# START OF PASSAGE PROVIDED
Now let’s change the hypothetical of our Greensboro couple – Petunia and Rocky – in one respect. Recall that Petunia’s parents wanted her to have a premarital agreement regarding Home Grown Lawn Care, but Petunia and Rocky did not sign one. Maybe a few years into her marriage, Petunia realizes that she wants to keep Home Grown Lawn Care in the family and that Rocky and her parents just do not get along. So Petunia executes a will, leaving her shares of Home Grown Lawn Care to her parents and the remainder of her estate to Rocky.

Under this scenario, Petunia’s parents would receive her shares of Home Grown Lawn Care, valued at $125,000.00. Rocky would receive the 401(k) worth $15,000.00. Rocky may decide that he is entitled to a larger share of Petunia’s estate. He can then exercise the right to elective share, which is a two-step calculation. First, you have to determine what percentage of the total net assets the surviving spouse receives. Second, you have to determine the amount of the elective share, based on the percentage calculated in step one.
# END OF PASSAGE PROVIDED
# START OF MATERIAL SHOWN
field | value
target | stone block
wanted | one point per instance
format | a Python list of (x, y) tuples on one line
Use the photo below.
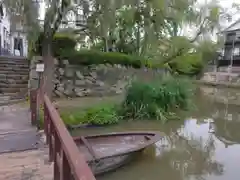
# END OF MATERIAL SHOWN
THE REQUEST: In the text on the elective share, what would Rocky receive under Petunia's will?

SOLVED EXERCISE: Rocky would receive the 401(k) worth $15,000.00.